При несогласии одного из супругов на развод дело обычно передавалось на решение сельского схода. В Уфимском уезде и пятом стане Бирского уезда суд стариков не получил распространения, здесь дело с самого начала бракоразводного процесса вел сельский сход. Если сельское общество состояло из лиц разного вероисповедания, то обычно на сельском сходе принимали участие только язычники. Более того, в третьем стане Бирского уезда в многонациональных общинах сельские сходы собирались только однонациональные. Так, если разводящиеся – марийцы, то на сельском сходе принимали участие только язычники-марийцы, а язычники-удмурты (однообщественники) не участвовали, как и наоборот25. В Мензелинском уезде решение сельского схода о разводе считалось окончательным и обжалованию не подлежало26.
Ритуал расторжения брака у марийцев середины XIX в. заключался в символическом разрыве полотенца на две части. Согласно этнографическим описаниям, разводящихся супругов ставили спинами друг к другу, после чего посредник (медиатор) разрывал полотенце, которое они держали; «при этом разводящиеся должны толкнуть ногами друг друга и разойтись, не оглядываясь, в разные стороны». У удмуртов-язычников обычай был иным: медиатор разрывал полотенце без дополнительных действий супругов27.
В 1880-е гг. в Уфимском уезде после решения сельского схода один из жителей давал в руки супругов концы полотенца и разрезал его ножом пополам28. В Мензелинском уезде после постановления суда «посредников» обряд развода исполняло «местное духовное лицо», «разрывая на две части полотенце», одна часть которого отдавалась мужу, другая – жене. Развод записывался в метрическую книгу29.
После объявления развода жена, согласно обычаю удмуртов-язычников, не могла войти в дом бывшего мужа, а ее имущество при медиаторах выбрасывалось на улицу30.
Таким образом, у язычников Уфимской губернии в пореформенный период бракоразвод производился с небольшими местными отклонениями по двум сценариям: 1) если оба супруга были согласны на развод, то его рассматривал третейский суд (суд стариков); 2) если развод инициировал только один из супругов, то его рассматривал сельский сход. При имущественных спорах дело могло дойти до волостного суда и общих судебных мест.
Уфимский уездный исправник доносил, что «расторжение браков у язычников бывает очень редко, почему и определенных правил ими не выработано»31. Разнообразие народных обычаев, касающихся бракоразвода, отсутствие «правил» порядка расторжения браков у язычников в имперском законодательстве вызывали затруднения в повседневной деятельности местных властей. В силу этого в 1885 г. уфимский губернатор обратился в департамент духовных дел иностранных исповеданий МВД за разъяснениями. В столице слабо разбирались в особенностях языческого вероисповедания у марийцев и удмуртов губернии. По мнению департамента, ст. 90 «Законов гражданских» (вступление в брак по местным обычаям без участия гражданских властей) вполне разумно распространить и на другие семейные дела, в данном случае на бракоразводы. Так как у других язычников, в частности у буддистов (ламаистов), брачно-семейные дела решало высшее духовное лицо – лама (согласно ст. 1260 ч. 1 т. 11 «Свода законов»), то департамент склонялся к распространению этой практики и на язычников Уфимской губернии. Учитывая, что по «Положению о башкирах» от 1863 г. сельскому сходу не было предоставлено право решения бракоразводных дел, департамент посчитал, что распоряжение Оренбургского и Самарского генерал-губернатора А. П. Безака от 1864 г. «лишено достаточного законного основания». В связи с этим Министерство внутренних дел высказалось так: «дела о расторжении браков между язычниками подлежат ведению духовенства без всякого участия в разрешении оных как гражданского начальства, так и сельских сходов»32. Однако МВД не учло, что у язычников губернии духовенство как таковое практически отсутствовало33.

※ ※ ※

(ЗАДАНИЕ 1):
Перепечатайте из фрагмента о разводах у язычников всё, начиная со слов «Ритуал расторжения брака» и до слов «дополнительных действий супругов27.» включительно.
(ЗАДАНИЕ 2):
Ответьте по фрагменту о разводах у язычников на вопросы:
(а) Кто в Уфимском уезде и пятом стане Бирского уезда вел дело о разводе с самого начала бракоразводного процесса?
(б) Чем в 1880-е гг. в Уфимском уезде разрезали полотенце при разводе?
(в) В каком году уфимский губернатор обратился за разъяснениями в департамент духовных дел иностранных исповеданий МВД?
(ЗАДАНИЕ 3):
Определите по фрагменту о разводах у язычников, верны ли утверждения. Для каждого ответьте «да» или «нет» и приведите решающие слова фрагмента.
(а) В Мензелинском уезде решение сельского схода о разводе можно было обжаловать.
(б) В Мензелинском уезде развод записывался в метрическую книгу.
(в) По обычаю удмуртов-язычников жена после развода могла входить в дом бывшего мужа.

(ИСХОДНЫЕ ДАННЫЕ):
※ ※ ※

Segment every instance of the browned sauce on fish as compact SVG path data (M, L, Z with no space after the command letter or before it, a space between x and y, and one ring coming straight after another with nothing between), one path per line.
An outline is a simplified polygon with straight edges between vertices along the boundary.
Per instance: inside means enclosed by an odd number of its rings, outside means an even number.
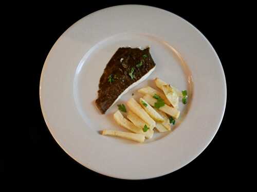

※ ※ ※

(РЕЗУЛЬТАТ 1):
Ритуал расторжения брака у марийцев середины XIX в. заключался в символическом разрыве полотенца на две части. Согласно этнографическим описаниям, разводящихся супругов ставили спинами друг к другу, после чего посредник (медиатор) разрывал полотенце, которое они держали; «при этом разводящиеся должны толкнуть ногами друг друга и разойтись, не оглядываясь, в разные стороны». У удмуртов-язычников обычай был иным: медиатор разрывал полотенце без дополнительных действий супругов27.

(РЕЗУЛЬТАТ 2):
(а) Сельский сход.
(б) Ножом.
(в) В 1885 г.

(РЕЗУЛЬТАТ 3):
(а) Нет: «решение сельского схода о разводе считалось окончательным и обжалованию не подлежало».
(б) Да: «Развод записывался в метрическую книгу».
(в) Нет: «жена, согласно обычаю удмуртов-язычников, не могла войти в дом бывшего мужа».